■ **Exercise objective**
Extract every line of text from the entries below, reproducing each one verbatim. Omit the pictures.

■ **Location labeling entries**
########################################
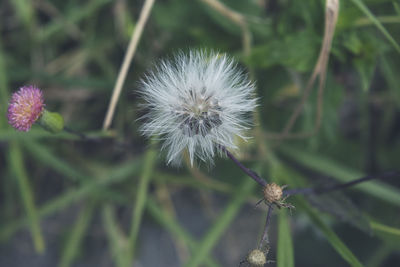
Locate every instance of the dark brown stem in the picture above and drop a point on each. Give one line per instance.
(265, 234)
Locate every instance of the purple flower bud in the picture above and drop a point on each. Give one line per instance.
(26, 106)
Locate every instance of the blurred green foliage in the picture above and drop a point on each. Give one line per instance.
(73, 50)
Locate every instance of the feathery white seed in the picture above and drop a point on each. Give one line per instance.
(197, 101)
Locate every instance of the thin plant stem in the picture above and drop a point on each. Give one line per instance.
(340, 186)
(264, 238)
(79, 134)
(130, 52)
(246, 170)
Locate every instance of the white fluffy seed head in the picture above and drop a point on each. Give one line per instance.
(197, 102)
########################################
■ **Answer for this exercise**
Locate every instance of the dark brown stem in the picture above and drop a point on each. Give one line per instance.
(265, 234)
Locate every instance of the purple flower bud in the picture above and drop a point on each. Give one line per instance.
(26, 106)
Locate every instance of the blurred green foliage in the picture above and drop a point on each. Give one line per instance.
(73, 50)
Locate every instance of the feathery white seed in the picture above and drop a point on each. Give one line per instance.
(197, 101)
Locate every instance of the thin plant stem in the picture above and drop a point on each. Give one line per instance.
(340, 186)
(264, 238)
(79, 134)
(130, 52)
(246, 170)
Locate every instance of the white fluffy seed head in the picture above and drop a point on each. Give one line per instance.
(197, 102)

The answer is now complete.